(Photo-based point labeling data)
══════════
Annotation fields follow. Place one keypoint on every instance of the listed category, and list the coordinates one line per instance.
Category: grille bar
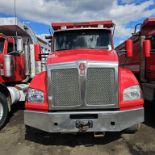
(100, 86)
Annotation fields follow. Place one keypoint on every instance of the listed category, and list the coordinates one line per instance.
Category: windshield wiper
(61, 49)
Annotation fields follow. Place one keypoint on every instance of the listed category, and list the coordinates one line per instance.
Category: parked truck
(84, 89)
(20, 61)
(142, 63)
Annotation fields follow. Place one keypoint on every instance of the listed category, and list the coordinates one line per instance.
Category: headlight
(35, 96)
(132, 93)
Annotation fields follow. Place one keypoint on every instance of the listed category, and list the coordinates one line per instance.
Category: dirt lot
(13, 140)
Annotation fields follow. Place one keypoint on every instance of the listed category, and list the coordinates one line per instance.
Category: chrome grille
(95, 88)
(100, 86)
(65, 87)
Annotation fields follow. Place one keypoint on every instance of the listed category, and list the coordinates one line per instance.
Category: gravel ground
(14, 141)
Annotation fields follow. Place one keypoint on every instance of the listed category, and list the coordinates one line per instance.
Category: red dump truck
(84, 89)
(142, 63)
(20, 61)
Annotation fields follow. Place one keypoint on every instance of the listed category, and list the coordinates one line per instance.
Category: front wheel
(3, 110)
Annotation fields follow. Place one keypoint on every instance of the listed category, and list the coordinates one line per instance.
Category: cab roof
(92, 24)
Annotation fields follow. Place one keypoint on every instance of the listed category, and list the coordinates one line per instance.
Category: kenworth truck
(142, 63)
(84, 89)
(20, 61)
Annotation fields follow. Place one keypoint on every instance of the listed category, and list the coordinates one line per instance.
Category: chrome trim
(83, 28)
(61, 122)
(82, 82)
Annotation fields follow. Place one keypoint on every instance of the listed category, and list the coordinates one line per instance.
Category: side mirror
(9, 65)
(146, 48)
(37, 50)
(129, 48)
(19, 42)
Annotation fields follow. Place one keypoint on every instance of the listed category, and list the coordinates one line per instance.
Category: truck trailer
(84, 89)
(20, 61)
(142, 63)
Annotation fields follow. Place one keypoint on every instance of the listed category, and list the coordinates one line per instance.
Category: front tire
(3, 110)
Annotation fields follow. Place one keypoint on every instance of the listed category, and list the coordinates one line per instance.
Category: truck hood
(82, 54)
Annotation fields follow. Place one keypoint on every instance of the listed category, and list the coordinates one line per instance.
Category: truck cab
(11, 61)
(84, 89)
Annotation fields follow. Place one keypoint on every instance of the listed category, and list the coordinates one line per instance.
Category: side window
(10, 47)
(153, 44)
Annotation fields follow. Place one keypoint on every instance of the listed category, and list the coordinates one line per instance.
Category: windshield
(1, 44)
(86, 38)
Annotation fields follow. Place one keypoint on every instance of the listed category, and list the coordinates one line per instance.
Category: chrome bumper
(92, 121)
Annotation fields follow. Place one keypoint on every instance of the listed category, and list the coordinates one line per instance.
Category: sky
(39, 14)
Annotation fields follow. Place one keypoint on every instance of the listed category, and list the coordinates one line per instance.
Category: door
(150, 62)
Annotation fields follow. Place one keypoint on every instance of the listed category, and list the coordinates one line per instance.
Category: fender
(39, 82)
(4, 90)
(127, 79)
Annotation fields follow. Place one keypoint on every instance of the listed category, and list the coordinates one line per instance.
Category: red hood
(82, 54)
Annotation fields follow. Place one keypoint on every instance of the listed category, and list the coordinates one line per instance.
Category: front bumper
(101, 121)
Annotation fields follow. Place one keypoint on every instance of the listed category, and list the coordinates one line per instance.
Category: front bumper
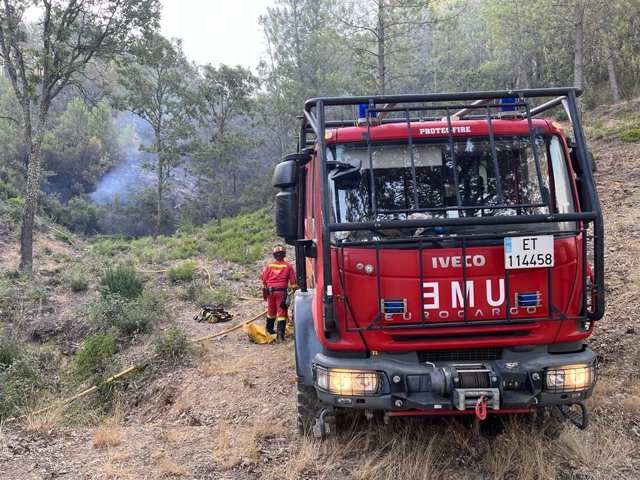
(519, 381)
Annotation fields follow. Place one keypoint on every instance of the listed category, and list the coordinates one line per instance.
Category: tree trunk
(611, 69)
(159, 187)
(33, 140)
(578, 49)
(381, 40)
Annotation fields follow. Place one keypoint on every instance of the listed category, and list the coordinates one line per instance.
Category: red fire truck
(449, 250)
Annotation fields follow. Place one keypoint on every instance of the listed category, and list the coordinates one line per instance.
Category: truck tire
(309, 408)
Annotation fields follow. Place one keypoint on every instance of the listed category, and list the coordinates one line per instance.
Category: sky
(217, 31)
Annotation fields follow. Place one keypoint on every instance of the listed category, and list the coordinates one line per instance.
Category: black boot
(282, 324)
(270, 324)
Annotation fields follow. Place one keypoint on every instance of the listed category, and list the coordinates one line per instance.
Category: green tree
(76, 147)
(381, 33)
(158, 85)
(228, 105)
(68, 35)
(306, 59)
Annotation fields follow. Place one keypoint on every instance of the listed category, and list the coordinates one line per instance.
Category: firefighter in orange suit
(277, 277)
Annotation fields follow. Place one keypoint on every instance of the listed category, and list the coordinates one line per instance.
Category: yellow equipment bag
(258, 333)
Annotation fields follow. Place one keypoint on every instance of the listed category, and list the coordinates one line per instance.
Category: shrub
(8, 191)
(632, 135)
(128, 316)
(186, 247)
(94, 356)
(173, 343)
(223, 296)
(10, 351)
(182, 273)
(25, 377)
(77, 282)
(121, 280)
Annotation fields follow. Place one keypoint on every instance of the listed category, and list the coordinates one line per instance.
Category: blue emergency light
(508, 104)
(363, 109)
══════════
* **Written request**
Above are records with pictures; repeat the records exactly and leave the pictures out.

* **Result of this exercise**
Annotation fields follow. Place one keypoint on every instance of the listed category, and list the coordinates one line per instance.
Category: grille bar
(100, 86)
Annotation fields follow. Place one keypoint on every instance of the listed category, and list the coordinates one line per instance.
Category: windshield wiper
(61, 49)
Annotation fields follow. Place one keypoint on every instance of the listed category, and list the coordinates one line per instance.
Category: parked truck
(84, 89)
(20, 61)
(142, 63)
Annotation fields follow. Place one keypoint on every instance of the listed category, and list the coordinates one line per instance.
Category: headlight
(35, 96)
(132, 93)
Annotation fields follow. Place one keypoint on every instance of the listed category, and list the coordinates one line per instance.
Category: dirt lot
(13, 140)
Annotation fields follow. Place one keypoint on every instance of the listed category, and list the coordinates one line per instance.
Category: chrome grille
(95, 88)
(100, 86)
(65, 87)
Annotation fields follow. Place one keypoint on every instance of the listed category, and list the coordinates one line per instance.
Category: gravel ground
(14, 141)
Annotation fields follow. Place one keypoint on every instance of the listed category, and list the coordinates one line per instance.
Category: red dump truck
(84, 89)
(142, 63)
(20, 61)
Annotation fields follow. Place one keypoint on every instance of the listed category, and list the coordinates one line per instance.
Category: front wheel
(3, 110)
Annotation fields follow. Place one keypoint on every instance of the listed category, and list the coordinates one line per instance.
Category: cab roof
(92, 24)
Annotation fields follow. Place one keypoint on every instance of the listed category, and list the coordinates one line per instance.
Category: kenworth truck
(142, 63)
(84, 89)
(20, 61)
Annotation fields follow. Place one keypoint on every instance of the listed category, and list the coordinates one line per instance.
Category: chrome trim
(83, 28)
(61, 122)
(82, 82)
Annotation fields follow. Place one keypoint on every instance of the listed category, and list the coordinates one line per instance.
Category: side mirror
(9, 65)
(146, 48)
(37, 50)
(129, 48)
(19, 42)
Annotation fields follow. Place one keypoint on every instance of the listed category, and list the coordinates one line per instance.
Category: truck trailer
(84, 89)
(20, 61)
(142, 63)
Annotation fields follow. Place one keypoint on every instance of the listed category, and list the coordinates one line per instance.
Category: front tire
(3, 110)
Annotation fields follow. Place one keypoint on every instance of the listed category, and list the coordinates one line per instance.
Category: truck hood
(82, 54)
Annotation fields follow. Place one keypoint on every instance of the listed category, and list the coordinates one line per instance.
Category: truck cab
(11, 61)
(84, 89)
Annotation fields follow. Place one keypoint on every instance of the listed category, and list the coordinates one line per instance.
Category: side window
(10, 47)
(153, 44)
Annotation fields follow. Place one keypoint on every instance of the listed category, and list the coordinates one line per instance.
Category: windshield
(1, 44)
(86, 38)
Annotation fields follow. Place one keypoint on every instance of the listed category, and list the coordinates one line per instance.
Category: chrome bumper
(92, 121)
Annotation fields follow. Place one keypoint on every instance of the listed category, and list the coordinates one line per instance.
Category: sky
(39, 14)
Annotation fields follow. Place one keypoint on every instance of the listed category, and list the coordinates one line per instance.
Category: door
(150, 62)
Annotation fields follow. Place one keypoint on every instance of the listed category, and list the coordinates one line per instance.
Category: fender
(39, 82)
(4, 90)
(127, 79)
Annotation fields follow. Place one keypoint on every instance of the listed category, and list the coordinates one line per instance.
Category: red hood
(82, 54)
Annotation fields follow. Place one keypoint on every instance of the listed category, and list the coordinates one line per instance.
Category: front bumper
(101, 121)
Annotation fields follow. Place one keypoint on every instance of the listed category, and list the coordinates one line per instance.
Category: front bumper
(519, 381)
Annotation fields follow. Place one keypoint on every instance of the listed category, and list the coordinates one line per instance.
Category: tree trunk
(611, 69)
(159, 187)
(33, 140)
(578, 49)
(381, 40)
Annotation fields follow. Place one keypoint on every instance of the listed category, and list the coordinates one line per instance.
Category: red fire truck
(449, 250)
Annotation fields follow. Place one keypoint on every instance of the listed category, and list the coordinates one line per instance.
Category: truck tire
(309, 408)
Annotation fields follow. Place one keypoint on every instance of the listed category, and list the coordinates one line per instance.
Category: sky
(217, 31)
Annotation fields follow. Place one keypoint on every instance of the listed category, and list the coordinates one line per instance.
Category: black boot
(282, 324)
(270, 324)
Annotation fields follow. Place one keypoint on every instance of the listed category, and list the coordinates one line per instance.
Category: green tree
(76, 147)
(381, 33)
(158, 85)
(228, 105)
(68, 35)
(306, 59)
Annotation fields follow. Place one keypoint on every instance of the listed category, and list the coordinates one line per instance.
Category: firefighter in orange suit
(277, 277)
Annotation fields follow. Place one keypoint on every instance of the listed category, and list the coordinates one line per instance.
Category: yellow equipment bag
(258, 333)
Annotation fields follow. Place one keypoint on every instance of the listed category, and list the coordinates one line per instance.
Category: shrub
(8, 191)
(632, 135)
(128, 316)
(186, 247)
(94, 356)
(173, 343)
(223, 296)
(10, 351)
(182, 273)
(25, 377)
(77, 282)
(121, 280)
Annotation fields follow. Place one keypoint on every instance of the listed category, and list the coordinates one line per instance.
Category: blue emergency light
(508, 104)
(363, 109)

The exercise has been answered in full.